[Contour labeling items]
..........
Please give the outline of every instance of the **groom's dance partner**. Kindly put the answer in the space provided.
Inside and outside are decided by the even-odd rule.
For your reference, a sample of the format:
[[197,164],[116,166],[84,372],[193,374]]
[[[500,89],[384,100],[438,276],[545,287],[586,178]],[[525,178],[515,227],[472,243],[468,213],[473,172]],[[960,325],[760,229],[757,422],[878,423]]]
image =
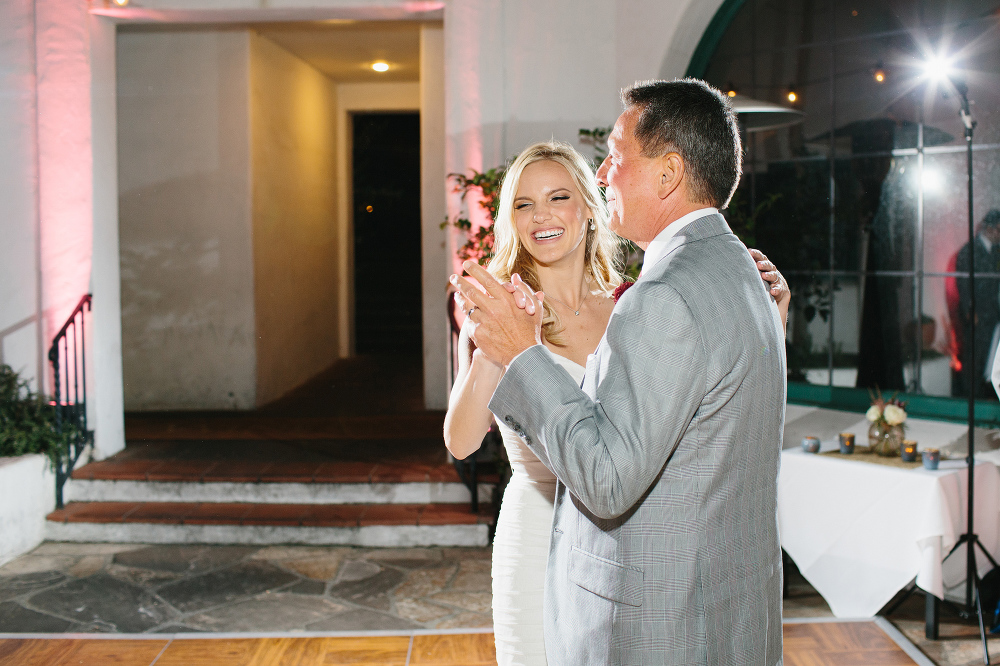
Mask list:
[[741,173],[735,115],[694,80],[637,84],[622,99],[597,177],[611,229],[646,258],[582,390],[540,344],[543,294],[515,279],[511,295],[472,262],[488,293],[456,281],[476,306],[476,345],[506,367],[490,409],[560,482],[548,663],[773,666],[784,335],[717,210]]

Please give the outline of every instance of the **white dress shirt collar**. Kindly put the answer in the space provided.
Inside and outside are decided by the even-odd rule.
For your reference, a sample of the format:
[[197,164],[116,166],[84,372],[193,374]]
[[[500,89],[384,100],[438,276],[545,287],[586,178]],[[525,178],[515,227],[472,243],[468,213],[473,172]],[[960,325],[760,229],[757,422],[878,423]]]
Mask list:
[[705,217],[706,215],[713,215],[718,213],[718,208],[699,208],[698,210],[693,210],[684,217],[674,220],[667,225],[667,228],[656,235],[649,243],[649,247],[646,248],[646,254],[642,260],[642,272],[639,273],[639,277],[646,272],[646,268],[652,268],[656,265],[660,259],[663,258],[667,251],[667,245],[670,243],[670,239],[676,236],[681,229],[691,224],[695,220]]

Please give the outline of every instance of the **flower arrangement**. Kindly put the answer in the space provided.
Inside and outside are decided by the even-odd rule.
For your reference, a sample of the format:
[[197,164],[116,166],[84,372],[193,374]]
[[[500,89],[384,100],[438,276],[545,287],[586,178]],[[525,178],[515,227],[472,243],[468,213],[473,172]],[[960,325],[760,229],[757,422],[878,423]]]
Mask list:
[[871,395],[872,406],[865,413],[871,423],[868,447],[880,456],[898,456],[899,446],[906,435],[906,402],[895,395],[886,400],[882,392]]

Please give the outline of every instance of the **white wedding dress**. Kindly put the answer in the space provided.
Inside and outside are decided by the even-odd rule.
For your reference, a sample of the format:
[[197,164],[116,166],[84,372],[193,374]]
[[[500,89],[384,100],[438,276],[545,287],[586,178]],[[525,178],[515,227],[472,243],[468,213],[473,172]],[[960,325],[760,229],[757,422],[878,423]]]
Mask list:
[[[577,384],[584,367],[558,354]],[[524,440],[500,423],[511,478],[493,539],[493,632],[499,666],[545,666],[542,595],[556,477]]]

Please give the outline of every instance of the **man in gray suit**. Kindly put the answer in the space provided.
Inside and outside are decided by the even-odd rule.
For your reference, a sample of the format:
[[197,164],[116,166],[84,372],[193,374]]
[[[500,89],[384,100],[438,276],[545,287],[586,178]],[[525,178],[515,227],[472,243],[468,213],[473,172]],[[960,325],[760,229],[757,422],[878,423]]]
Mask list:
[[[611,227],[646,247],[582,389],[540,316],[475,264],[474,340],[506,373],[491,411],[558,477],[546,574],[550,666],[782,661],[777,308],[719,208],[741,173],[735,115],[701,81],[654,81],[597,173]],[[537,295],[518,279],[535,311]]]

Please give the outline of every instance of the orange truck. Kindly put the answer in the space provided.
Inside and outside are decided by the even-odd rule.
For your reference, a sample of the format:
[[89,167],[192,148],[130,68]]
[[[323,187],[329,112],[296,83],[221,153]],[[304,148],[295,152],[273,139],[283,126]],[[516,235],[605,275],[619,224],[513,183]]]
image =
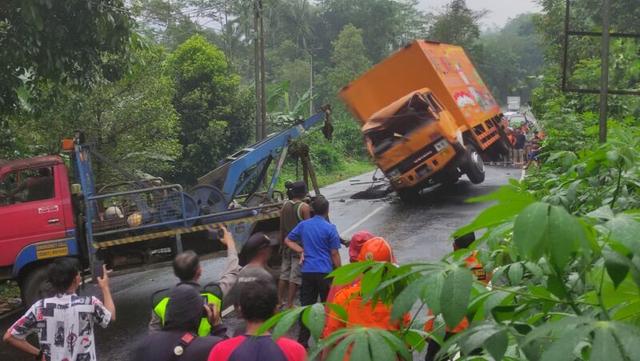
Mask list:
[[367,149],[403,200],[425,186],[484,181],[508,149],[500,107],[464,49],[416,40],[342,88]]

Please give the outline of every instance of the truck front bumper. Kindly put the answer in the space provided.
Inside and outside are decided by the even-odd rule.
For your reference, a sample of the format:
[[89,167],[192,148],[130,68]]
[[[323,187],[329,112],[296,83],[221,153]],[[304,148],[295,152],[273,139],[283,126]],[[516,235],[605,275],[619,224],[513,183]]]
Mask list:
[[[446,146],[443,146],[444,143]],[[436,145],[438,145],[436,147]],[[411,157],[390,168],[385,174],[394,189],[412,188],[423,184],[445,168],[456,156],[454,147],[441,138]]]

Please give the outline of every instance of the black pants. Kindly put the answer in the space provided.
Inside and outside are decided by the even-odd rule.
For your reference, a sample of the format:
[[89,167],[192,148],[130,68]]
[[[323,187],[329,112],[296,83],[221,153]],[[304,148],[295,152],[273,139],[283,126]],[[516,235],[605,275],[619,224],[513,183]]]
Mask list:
..........
(Task details):
Reproduce exactly the lines from the one with "Please give the outline of every instance of the truck" through the end of the entries above, both ends included.

(Expected answer):
Please give the outline of every instance of the truck front bumper. Kindly put the answer in the space provided.
Inside and outside are decided by the even-odd rule.
For your reference, a sample of the format:
[[89,167],[192,148],[130,68]]
[[[323,187],[329,112],[296,83],[221,153]],[[304,148],[295,152],[273,139],[283,126]],[[516,235],[605,275],[619,224],[513,183]]]
Mask list:
[[[446,146],[443,146],[444,143]],[[436,145],[438,145],[436,147]],[[411,157],[390,168],[385,174],[394,189],[412,188],[423,184],[445,168],[456,156],[454,147],[441,138]]]

Please give the outline of every instance of the black pants. Kindly put the answer in the space provided.
Inside and outside are decided by the even-odd rule.
For your reference, a sample of the format:
[[89,167],[192,148],[130,68]]
[[[323,187],[329,112],[296,83],[221,153]],[[304,148],[295,152],[273,139],[283,126]],[[516,235],[605,275],[619,224],[513,183]]]
Mask list:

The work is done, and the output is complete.